- [TEXTE À LIRE]
==========
MER DE CHINE: LA GUERRE MENACE (Valérie NIQUET)

 

MER DE CHINE:

LA GUERRE MENACE

MER DE CHINE: LA GUERRE MENACE (Valérie NIQUET) dans REFLEXIONS PERSONNELLES CHINE

Le 10 septembre 2012, répondant à la décision de rachat des îles Senkaku à leur propriétaire privé par le gouvernement japonais, le ministère chinois des affaires étrangères a publié un communiqué en forme d’ultimatum faisant porter à Tokyo la responsabilité de « toutes les conséquences qui pourront s’ensuivre ». Pékin rappelle que la Chine n’acceptera plus d’être « intimidée » et défendra le territoire« sacré » de la patrie. Le risque est désormais de voir le piège d’un engrenage incontrôlable se refermer en mer de Chine.

Condamnées à agir face à une opinion publique chauffée à blanc, les autorités chinoises ont dépêché une dizaine de bâtiments de surveillance et levé le moratoire sur la pêche dans la zone revendiquée par Pékin. Des centaines de bateaux pourraient se diriger vers les eaux territoriales japonaises, dans une exploitation des moyens civils au service d’un objectif militaire, selon les principes de la stratégie chinoise qui prône une « guerre sans limite ». D’ores et déjà, les menaces de rétorsions économiques et de boycottage des produits japonais ont été utilisées sur Internet ou dans la presse chinoise. On se souvient qu’en 2010 la Chine avait utilisé l’arme du contrôle des exportations des terres rares – vitales pour l’industrie nippone de haute technologie – pour faire pression sur Tokyo alors que les tensions s’accumulaient en mer de Chine orientale.

Dans le même temps, des manifestations violentes accompagnées de pillages, autorisées, si ce n’est organisées par les autorités chinoises, se sont produites sur le territoire. Les biens et les personnes originaires de l’Archipel sont menacés et de grandes entreprises japonaises parlent à nouveau de quitter un territoire chinois où l’instabilité et les risques deviendraient trop élevés.

Conséquence immédiate, la Bourse de Shanghaï s’est effondrée et certains, en Chine, commencent à redouter les effets sur la croissance de cette stratégie de la tension. Si la Chine est devenue le premier partenaire commercial du Japon, l’Archipel contrôle des technologies vitales pour l’économie chinoise et demeure l’un des principaux investisseurs étrangers en Chine devant les Etats-Unis et l’Union Européenne.

Les tensions autour de l’archipel des Senkaku-Diaoyu en mer de Chine orientale, administré par le Japon mais revendiqué par Pékin depuis 1971, ne sont pas isolées. Elles s’inscrivent dans un triple phénomène de manipulation des sentiments nationalistes en Chine depuis le milieu des années 1990, d’émergence décomplexée d’une puissance chinoise qui a semblé triompher seule de la crise de 2008, mais aussi de développement d’un sentiment paradoxal de fragilité du régime chinois confronté à des tensions économiques, sociales et politiques. Ce sentiment de fragilité est encore accru par les incertitudes de la transition politique que le 18e congrès du Parti communiste devrait entériner au mois d’octobre.
==========
- [DONNÉES FOURNIES]
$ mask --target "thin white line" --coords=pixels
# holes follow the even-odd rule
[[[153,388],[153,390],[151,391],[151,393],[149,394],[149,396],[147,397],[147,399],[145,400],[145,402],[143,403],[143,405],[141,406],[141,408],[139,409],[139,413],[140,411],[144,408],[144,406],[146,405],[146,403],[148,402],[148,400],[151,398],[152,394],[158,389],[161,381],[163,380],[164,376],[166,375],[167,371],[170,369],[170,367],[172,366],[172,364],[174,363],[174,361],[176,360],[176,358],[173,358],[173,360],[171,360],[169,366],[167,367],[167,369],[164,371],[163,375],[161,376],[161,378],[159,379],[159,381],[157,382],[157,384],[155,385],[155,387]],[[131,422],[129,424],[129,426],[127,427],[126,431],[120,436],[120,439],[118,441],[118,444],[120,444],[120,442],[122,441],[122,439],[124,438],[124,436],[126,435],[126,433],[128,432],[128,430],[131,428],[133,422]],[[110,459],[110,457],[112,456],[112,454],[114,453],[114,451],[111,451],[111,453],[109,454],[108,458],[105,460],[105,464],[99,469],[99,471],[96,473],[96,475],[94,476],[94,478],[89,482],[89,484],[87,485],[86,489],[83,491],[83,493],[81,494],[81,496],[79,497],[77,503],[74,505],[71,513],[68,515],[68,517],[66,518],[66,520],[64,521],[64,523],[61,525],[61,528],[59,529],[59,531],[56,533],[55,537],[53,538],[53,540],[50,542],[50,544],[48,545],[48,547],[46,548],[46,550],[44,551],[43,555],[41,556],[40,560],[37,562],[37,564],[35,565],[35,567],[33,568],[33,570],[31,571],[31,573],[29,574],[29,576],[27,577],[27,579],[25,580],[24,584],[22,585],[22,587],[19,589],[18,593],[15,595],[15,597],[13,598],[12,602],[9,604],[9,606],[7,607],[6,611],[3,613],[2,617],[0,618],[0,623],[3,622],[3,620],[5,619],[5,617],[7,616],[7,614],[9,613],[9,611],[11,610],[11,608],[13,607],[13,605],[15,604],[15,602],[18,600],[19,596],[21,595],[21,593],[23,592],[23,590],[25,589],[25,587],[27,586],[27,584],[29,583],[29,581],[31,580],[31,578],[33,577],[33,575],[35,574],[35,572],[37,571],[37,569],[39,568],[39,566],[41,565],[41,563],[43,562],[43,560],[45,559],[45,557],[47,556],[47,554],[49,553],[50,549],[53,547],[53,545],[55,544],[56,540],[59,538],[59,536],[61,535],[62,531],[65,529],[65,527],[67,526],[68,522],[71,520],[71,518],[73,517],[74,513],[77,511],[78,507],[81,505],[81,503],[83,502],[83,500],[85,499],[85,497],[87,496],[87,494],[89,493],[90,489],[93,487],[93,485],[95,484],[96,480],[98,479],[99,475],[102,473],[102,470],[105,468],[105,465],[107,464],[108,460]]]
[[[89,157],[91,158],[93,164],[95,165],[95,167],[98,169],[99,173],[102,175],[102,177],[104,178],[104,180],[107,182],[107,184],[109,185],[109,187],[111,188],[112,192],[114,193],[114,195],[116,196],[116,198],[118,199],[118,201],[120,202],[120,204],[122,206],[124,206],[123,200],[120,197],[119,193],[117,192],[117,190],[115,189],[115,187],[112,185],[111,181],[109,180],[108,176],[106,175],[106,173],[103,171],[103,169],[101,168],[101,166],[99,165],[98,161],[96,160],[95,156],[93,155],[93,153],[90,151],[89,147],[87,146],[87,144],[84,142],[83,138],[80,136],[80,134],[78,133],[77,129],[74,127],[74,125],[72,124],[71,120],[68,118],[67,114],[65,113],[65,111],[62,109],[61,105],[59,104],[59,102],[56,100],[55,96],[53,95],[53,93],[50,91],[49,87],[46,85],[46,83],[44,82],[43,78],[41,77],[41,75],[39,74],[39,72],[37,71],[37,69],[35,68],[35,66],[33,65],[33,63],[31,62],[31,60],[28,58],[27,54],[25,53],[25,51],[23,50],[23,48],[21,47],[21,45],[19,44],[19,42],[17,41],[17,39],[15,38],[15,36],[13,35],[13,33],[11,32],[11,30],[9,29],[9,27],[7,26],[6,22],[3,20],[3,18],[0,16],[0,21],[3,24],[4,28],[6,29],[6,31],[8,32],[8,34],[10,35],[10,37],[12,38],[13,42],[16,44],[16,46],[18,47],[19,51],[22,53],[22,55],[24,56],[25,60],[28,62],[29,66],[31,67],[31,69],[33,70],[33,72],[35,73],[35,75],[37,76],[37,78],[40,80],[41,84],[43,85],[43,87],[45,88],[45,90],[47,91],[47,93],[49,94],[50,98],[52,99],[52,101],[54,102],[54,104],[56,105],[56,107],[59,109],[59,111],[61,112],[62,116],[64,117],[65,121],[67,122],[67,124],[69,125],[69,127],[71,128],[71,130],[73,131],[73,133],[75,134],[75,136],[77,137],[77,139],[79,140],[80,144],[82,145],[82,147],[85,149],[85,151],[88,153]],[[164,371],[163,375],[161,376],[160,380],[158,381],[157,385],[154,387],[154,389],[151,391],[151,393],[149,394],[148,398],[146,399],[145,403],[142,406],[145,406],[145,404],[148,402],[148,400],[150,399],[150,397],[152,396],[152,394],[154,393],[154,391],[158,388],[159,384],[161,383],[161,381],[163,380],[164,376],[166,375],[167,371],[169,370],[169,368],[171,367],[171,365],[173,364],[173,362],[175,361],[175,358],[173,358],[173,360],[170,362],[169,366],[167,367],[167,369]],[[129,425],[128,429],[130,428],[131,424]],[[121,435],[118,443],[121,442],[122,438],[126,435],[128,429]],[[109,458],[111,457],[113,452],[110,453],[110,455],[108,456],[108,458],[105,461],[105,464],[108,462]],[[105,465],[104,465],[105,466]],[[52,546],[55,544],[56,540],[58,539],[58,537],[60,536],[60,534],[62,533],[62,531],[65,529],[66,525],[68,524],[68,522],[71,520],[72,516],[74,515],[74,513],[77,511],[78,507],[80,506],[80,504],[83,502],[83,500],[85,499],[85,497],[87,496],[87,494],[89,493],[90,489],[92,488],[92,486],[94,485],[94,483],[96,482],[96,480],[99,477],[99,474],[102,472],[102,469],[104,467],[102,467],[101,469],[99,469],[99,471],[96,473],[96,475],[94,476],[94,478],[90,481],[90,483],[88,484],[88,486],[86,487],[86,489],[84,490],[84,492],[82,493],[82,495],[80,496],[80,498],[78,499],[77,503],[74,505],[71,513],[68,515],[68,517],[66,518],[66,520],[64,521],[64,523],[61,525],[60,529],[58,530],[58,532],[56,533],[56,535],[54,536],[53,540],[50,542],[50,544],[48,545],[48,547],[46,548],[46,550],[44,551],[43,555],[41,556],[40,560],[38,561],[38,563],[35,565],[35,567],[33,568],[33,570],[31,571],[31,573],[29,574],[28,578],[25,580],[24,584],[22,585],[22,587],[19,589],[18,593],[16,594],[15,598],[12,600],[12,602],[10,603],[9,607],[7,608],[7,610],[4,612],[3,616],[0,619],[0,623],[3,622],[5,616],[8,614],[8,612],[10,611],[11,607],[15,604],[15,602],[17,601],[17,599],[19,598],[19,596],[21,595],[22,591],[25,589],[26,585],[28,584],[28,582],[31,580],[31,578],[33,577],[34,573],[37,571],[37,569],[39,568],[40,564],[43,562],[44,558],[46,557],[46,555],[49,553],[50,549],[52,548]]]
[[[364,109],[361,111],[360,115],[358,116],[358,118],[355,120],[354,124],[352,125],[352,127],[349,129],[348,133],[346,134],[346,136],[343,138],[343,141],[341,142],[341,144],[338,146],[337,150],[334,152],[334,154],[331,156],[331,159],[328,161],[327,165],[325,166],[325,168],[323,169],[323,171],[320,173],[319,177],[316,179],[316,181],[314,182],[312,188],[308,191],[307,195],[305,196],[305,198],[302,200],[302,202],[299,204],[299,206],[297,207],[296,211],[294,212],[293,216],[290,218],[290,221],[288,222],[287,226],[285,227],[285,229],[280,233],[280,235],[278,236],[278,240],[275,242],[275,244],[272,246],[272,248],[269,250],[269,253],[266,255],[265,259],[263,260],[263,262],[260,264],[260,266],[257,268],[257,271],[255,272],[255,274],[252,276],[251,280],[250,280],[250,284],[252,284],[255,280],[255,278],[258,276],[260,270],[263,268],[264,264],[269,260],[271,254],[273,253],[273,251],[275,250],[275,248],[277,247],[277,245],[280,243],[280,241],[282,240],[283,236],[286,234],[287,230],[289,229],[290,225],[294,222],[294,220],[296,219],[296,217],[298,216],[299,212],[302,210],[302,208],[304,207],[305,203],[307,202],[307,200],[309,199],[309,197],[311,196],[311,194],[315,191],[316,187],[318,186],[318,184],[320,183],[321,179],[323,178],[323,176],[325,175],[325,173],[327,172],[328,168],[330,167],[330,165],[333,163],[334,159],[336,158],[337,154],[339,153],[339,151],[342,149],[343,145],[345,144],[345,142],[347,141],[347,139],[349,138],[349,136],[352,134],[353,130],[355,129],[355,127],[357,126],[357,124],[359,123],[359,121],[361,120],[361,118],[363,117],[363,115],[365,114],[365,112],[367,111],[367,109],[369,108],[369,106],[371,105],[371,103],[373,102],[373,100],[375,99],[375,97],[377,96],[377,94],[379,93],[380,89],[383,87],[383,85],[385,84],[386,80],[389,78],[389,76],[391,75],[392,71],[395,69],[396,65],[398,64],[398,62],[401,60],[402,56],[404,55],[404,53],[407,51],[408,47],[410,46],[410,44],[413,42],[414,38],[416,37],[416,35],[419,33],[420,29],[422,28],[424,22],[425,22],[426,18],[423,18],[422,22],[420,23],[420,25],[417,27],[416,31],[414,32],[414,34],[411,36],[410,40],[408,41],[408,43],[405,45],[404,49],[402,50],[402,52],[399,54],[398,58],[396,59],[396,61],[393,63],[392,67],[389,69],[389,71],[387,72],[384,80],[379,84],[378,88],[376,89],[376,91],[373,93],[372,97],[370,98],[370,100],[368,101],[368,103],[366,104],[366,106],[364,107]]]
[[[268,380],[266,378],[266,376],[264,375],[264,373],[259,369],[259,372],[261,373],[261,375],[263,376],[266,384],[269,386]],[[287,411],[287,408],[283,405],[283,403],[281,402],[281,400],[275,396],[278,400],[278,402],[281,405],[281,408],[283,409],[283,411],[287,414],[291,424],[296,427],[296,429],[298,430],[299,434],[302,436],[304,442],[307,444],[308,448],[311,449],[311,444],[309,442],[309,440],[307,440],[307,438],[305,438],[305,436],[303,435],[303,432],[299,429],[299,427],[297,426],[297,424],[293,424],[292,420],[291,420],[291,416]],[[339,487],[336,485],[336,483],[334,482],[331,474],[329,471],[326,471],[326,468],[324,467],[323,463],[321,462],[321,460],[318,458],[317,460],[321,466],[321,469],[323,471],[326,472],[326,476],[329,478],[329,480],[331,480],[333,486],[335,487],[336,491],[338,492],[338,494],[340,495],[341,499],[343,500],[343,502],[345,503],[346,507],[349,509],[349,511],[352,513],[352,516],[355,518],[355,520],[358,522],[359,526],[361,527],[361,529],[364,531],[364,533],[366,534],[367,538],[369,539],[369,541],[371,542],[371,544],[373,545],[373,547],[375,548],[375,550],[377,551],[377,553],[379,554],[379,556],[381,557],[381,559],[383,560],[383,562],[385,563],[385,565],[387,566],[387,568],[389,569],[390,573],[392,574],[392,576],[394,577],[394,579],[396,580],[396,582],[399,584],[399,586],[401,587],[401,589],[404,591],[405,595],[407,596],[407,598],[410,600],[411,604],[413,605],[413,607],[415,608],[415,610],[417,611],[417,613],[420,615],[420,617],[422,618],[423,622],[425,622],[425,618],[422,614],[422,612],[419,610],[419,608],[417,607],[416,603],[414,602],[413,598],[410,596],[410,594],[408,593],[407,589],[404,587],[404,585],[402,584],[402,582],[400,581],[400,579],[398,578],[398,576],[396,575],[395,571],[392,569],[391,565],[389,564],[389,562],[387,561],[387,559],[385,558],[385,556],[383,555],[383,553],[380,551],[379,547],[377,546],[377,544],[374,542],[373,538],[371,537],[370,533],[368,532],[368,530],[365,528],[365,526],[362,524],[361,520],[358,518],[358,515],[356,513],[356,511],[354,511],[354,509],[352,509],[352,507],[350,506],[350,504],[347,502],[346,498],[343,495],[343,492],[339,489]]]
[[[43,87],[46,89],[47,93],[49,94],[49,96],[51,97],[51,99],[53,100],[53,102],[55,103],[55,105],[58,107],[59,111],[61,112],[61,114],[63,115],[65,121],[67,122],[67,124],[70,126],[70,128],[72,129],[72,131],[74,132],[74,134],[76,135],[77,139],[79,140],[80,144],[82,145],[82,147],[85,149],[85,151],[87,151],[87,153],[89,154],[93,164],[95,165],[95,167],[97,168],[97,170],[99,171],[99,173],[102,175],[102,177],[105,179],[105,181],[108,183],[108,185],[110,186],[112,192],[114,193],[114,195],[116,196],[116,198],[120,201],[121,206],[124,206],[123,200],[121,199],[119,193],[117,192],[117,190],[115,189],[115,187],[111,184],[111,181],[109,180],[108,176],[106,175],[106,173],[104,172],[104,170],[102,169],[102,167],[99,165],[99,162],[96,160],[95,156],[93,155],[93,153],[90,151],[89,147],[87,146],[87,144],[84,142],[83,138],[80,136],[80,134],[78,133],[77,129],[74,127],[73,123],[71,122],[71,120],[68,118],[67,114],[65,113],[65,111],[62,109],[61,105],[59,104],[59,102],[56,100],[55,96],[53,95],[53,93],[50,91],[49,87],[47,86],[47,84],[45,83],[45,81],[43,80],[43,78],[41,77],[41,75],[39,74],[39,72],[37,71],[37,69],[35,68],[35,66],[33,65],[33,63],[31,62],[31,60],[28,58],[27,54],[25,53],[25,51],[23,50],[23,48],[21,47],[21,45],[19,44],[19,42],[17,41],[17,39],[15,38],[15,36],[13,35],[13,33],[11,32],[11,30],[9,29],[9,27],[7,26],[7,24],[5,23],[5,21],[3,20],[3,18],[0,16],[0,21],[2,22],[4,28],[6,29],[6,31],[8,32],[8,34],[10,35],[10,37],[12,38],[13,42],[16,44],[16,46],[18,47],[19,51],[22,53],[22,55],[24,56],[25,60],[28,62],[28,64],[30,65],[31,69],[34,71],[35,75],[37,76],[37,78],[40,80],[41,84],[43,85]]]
==========
- [CONSIGNE A]
Selon l'article sur la mer de Chine, depuis quelle année Pékin revendique-t-il l'archipel des Senkaku-Diaoyu ?
- [CONSIGNE B]
Poursuivez l'article sur les tensions en mer de Chine à partir de sa dernière phrase.

- [RÉPONSE OBTENUE A]
Depuis 1971.

- [RÉPONSE OBTENUE B]
Le nationalisme, qui contribue à la légitimité du Parti, a pour principal objet le Japon, ennemi d’hier, puissance rivale aujourd’hui, allié des Etats-Unis et catalyseur de toutes les frustrations d’une puissance chinoise qui cherche à s’imposer dans sa zone. Au lendemain du 36e anniversaire de la mort de Mao, le premier ministre, Wen Jiabao, rappelait – à nouveau – le « siècle d’humiliation  » que la Chine a traversé il y a peu, nourrissant un peu plus un sentiment de revanche très présent dans la population« L’éducation patriotique » et sa dimension antijaponaise ont pris une part croissante dans la jeunesse et ont accompagné la reprise en main idéologique qui a suivi les événements de Tiananmen dans les années 1990.

Alors que des réformes politiques graduelles apparaissent comme la seule stratégie viable de survie à long terme du régime, la crainte d’une « évolution pacifique » qui viendrait limiter l’influence des réseaux qui contrôlent le pouvoir chinois pousse au contraire au repli idéologique et à l’exploitation des sentiments nationalistes les plus exacerbés.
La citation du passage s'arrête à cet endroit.